**SET EXERCISE 1:** Quote the passage on the Bush administration's war policy, beginning at the words "Key constituencies: Democrats, who" and stopping after the words "of U.S. policy.".

**TEXT SEGMENT:**
####
Political and Credibility deficit:

So far we are not seeing much effort from the Democrats
in undermining the Bush policies, don't know if we can
have much effect on them yet. But within the Republican
Party, there's a growing division: Some right-wing
Republicans are saying they have lost confidence in
Rumsfeld, a few (including some neo-cons like William
Kristol) are even calling for Rumsfeld to be fired.
Rumsfeld has become the key personification of the war;
Bush can't get rid of him because would admit that war
itself has become a liability.  (So far one of the only
right-wingers to come out in clear defense of Rumsfeld
has been Richard Perle, arch neo-con and former
Pentagon adviser, who has been virtually silent since
corporate-related scandals forced him out of Rumsfeld's
Defense Policy Board earlier this year.)  May be
different with changing public opinion (even without
the Democrats).  December 21 Washington Post poll
indicates 56% think Rumsfeld should be fired, 49%
disapprove of Bush as president, 57% disapprove of the
war in Iraq, 70% believe the level of U.S. casualties
in Iraq is unacceptable, and 56% believe the war was
not worth fighting. We need to figure out how to
strengthen this popular opposition, perhaps linking it
with growing elite and particularly right-wing
opposition.

Key constituencies: Democrats, who so far have failed
to raise serious critique, and peace movement sectors
with ties to Democrats.

The international deficit:

Appointment of Condoleezza Rice to replace Powell means
end of popular illusions (in Europe and Middle East in
particular) that Bush administration has separate
views, that there is a rational semi-multilateralist
voice within the administration. Clarifies reality of
unified unilateralist thrust of U.S. policy.

Key constituencies: global peace movement, European and
other governments, UN.
####
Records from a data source

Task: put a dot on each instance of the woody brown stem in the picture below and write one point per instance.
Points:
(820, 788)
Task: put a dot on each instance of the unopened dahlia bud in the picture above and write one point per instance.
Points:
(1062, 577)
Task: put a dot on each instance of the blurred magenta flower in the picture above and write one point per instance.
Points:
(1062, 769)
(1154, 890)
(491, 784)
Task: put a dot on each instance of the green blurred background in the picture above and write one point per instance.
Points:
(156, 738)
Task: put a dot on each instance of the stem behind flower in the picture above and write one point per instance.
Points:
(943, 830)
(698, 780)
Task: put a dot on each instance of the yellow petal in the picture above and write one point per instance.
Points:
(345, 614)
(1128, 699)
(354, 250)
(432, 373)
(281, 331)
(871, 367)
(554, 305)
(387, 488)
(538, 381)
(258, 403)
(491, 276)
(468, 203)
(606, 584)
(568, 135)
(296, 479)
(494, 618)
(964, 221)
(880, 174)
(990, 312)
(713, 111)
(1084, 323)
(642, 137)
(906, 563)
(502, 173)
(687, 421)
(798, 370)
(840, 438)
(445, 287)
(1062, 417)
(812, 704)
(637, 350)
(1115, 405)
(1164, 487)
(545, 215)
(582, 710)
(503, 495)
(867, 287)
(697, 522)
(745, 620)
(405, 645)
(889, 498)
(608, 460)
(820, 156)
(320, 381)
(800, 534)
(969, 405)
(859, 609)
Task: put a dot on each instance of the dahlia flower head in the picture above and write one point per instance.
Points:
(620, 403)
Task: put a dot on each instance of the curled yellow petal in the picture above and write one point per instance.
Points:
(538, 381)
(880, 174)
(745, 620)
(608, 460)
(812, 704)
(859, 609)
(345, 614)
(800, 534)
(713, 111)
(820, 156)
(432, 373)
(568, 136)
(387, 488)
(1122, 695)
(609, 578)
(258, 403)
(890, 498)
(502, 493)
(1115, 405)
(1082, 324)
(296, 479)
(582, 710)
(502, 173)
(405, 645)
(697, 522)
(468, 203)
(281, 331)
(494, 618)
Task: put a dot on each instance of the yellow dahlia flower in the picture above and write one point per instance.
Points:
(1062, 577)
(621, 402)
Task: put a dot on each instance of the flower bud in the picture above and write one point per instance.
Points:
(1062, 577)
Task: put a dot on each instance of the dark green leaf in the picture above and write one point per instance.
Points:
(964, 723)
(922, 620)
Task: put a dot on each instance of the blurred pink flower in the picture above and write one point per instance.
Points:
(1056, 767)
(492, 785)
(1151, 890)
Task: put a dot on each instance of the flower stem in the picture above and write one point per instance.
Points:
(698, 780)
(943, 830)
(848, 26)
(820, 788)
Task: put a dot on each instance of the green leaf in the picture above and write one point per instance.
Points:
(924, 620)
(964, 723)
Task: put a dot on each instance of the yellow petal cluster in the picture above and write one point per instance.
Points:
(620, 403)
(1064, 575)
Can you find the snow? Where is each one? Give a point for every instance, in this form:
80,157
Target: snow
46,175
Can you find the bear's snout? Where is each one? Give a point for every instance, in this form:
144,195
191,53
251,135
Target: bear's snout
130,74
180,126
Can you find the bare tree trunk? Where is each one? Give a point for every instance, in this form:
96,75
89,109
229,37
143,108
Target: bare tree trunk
####
**SET EXERCISE 2:** Convert the records into a JSON list of strings, one string per line, and skip any blank lines. Start at the line of the records that contains "Task: put a dot on each instance of the blurred pink" and continue through the end of the records, keeping both ends.

**RESPONSE 1:**
Key constituencies: Democrats, who so far have failed
to raise serious critique, and peace movement sectors
with ties to Democrats.

The international deficit:

Appointment of Condoleezza Rice to replace Powell means
end of popular illusions (in Europe and Middle East in
particular) that Bush administration has separate
views, that there is a rational semi-multilateralist
voice within the administration. Clarifies reality of
unified unilateralist thrust of U.S. policy.

**RESPONSE 2:**
[
  "Task: put a dot on each instance of the blurred pink flower in the picture above and write one point per instance.",
  "Points:",
  "(1056, 767)",
  "(492, 785)",
  "(1151, 890)",
  "Task: put a dot on each instance of the flower stem in the picture above and write one point per instance.",
  "Points:",
  "(698, 780)",
  "(943, 830)",
  "(848, 26)",
  "(820, 788)",
  "Task: put a dot on each instance of the green leaf in the picture above and write one point per instance.",
  "Points:",
  "(924, 620)",
  "(964, 723)",
  "Task: put a dot on each instance of the yellow petal cluster in the picture above and write one point per instance.",
  "Points:",
  "(620, 403)",
  "(1064, 575)",
  "Can you find the snow? Where is each one? Give a point for every instance, in this form:",
  "80,157",
  "Target: snow",
  "46,175",
  "Can you find the bear's snout? Where is each one? Give a point for every instance, in this form:",
  "144,195",
  "191,53",
  "251,135",
  "Target: bear's snout",
  "130,74",
  "180,126",
  "Can you find the bare tree trunk? Where is each one? Give a point for every instance, in this form:",
  "96,75",
  "89,109",
  "229,37",
  "143,108",
  "Target: bare tree trunk"
]